> [What you will do] Find every line in the entries below that contains the word "negative", and copy each of those lines.

> [Extracted information]
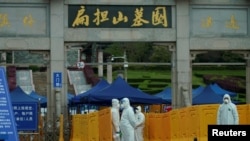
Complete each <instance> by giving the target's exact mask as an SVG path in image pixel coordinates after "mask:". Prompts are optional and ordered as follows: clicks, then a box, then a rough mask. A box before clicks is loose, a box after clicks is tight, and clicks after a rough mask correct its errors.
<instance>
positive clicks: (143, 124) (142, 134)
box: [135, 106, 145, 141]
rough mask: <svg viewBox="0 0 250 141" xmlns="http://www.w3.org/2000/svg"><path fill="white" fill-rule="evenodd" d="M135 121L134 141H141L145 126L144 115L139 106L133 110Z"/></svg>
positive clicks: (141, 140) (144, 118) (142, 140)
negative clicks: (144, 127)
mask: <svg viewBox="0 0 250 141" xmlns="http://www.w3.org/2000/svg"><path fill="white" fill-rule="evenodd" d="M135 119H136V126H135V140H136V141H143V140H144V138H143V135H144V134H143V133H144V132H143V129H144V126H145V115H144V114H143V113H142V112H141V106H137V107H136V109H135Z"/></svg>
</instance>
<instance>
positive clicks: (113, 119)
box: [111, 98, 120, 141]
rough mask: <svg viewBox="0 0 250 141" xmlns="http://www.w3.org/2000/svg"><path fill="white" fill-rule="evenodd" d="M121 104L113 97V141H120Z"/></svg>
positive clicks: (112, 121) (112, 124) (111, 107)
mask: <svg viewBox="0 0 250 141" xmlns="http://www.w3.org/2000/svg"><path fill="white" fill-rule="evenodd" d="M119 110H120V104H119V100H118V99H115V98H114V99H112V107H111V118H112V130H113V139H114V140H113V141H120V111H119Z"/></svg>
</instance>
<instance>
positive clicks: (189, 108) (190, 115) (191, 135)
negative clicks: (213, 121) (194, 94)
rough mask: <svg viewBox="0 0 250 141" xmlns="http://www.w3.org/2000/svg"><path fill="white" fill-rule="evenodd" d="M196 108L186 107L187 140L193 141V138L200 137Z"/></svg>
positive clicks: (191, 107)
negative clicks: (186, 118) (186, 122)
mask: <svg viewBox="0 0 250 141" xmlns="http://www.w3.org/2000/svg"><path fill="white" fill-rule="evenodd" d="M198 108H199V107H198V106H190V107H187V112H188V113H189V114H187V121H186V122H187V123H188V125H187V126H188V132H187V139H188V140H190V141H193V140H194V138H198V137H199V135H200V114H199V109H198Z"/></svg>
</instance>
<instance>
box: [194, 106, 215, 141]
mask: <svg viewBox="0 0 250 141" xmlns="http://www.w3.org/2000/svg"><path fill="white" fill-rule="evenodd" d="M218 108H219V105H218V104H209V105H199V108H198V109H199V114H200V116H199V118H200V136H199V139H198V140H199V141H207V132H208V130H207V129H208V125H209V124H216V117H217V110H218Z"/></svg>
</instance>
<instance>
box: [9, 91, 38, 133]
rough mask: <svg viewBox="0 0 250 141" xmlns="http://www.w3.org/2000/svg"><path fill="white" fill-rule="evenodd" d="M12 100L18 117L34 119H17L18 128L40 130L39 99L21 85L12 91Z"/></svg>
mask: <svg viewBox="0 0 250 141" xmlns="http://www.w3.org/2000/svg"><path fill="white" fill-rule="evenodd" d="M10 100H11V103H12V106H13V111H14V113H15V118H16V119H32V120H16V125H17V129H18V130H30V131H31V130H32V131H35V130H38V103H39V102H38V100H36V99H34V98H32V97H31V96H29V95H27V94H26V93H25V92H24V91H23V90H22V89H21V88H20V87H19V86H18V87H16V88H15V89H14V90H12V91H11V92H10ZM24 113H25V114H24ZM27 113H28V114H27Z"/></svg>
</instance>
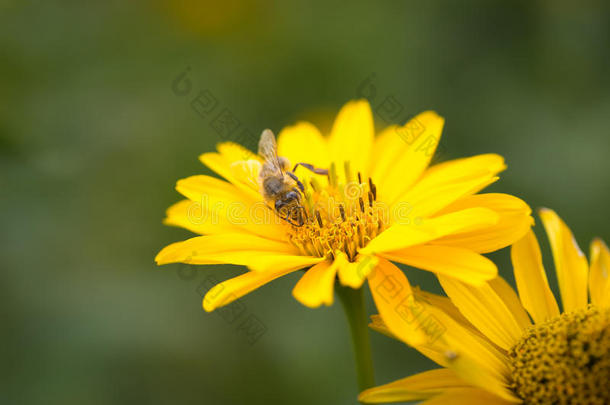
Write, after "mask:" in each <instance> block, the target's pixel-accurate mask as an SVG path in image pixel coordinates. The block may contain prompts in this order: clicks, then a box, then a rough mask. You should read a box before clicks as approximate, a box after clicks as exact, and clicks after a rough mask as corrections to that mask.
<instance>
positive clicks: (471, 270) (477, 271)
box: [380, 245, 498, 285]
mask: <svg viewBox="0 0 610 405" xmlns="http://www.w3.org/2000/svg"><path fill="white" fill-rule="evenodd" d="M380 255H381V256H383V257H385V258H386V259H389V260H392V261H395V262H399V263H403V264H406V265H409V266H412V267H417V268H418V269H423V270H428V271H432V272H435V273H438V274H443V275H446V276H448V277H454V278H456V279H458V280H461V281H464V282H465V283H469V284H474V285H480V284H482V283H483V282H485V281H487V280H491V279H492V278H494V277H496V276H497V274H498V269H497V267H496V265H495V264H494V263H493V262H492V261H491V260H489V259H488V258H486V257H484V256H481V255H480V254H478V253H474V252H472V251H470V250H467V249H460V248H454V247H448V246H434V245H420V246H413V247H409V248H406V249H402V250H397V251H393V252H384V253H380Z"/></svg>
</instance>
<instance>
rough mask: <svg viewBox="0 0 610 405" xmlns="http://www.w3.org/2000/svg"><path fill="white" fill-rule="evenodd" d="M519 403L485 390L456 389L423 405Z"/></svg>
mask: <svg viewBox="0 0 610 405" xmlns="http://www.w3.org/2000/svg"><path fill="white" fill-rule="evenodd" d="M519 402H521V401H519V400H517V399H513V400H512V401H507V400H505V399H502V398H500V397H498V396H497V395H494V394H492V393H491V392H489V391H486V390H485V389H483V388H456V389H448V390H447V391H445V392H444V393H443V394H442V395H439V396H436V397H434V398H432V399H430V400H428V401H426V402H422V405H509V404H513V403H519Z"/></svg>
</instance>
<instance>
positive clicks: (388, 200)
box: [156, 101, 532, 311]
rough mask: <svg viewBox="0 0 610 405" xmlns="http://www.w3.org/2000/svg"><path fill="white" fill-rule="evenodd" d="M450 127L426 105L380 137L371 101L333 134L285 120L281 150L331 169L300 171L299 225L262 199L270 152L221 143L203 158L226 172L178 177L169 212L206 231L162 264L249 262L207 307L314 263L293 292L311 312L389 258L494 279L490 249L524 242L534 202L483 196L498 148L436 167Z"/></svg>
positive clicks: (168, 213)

> [Exercise answer]
negative clicks: (144, 127)
negative clicks: (213, 121) (194, 94)
negative clicks: (186, 118) (186, 122)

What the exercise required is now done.